The listing below holds a line with "of the green" and a later line with "Target: green foliage". Write out those two lines and every line between them, exactly, and nothing else.

Record extracts:
☆ ☆ ☆ ☆ ☆ ☆ ☆
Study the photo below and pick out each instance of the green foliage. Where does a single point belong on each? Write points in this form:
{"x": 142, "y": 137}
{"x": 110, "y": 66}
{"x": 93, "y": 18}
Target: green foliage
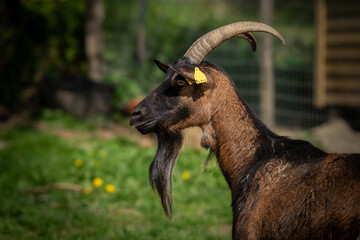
☆ ☆ ☆ ☆ ☆ ☆ ☆
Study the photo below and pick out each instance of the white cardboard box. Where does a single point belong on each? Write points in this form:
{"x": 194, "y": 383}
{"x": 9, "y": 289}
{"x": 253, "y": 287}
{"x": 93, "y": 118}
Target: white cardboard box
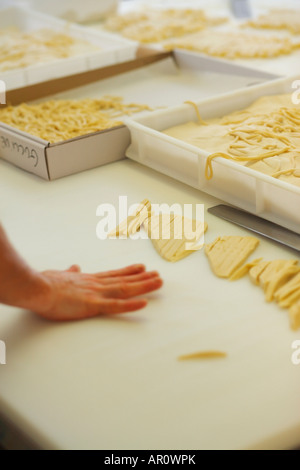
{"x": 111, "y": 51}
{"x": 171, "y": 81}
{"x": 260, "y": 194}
☆ ☆ ☆ ☆ ☆ ☆ ☆
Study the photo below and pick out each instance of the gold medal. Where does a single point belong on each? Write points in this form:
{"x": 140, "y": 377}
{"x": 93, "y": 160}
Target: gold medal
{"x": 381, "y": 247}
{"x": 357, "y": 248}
☆ ☆ ☆ ☆ ☆ ☆ ☆
Answer space:
Study the photo below and pick out each instance of the green foliage. Where does a single point belong on each? Write points in this form:
{"x": 142, "y": 137}
{"x": 110, "y": 66}
{"x": 93, "y": 18}
Target: green foliage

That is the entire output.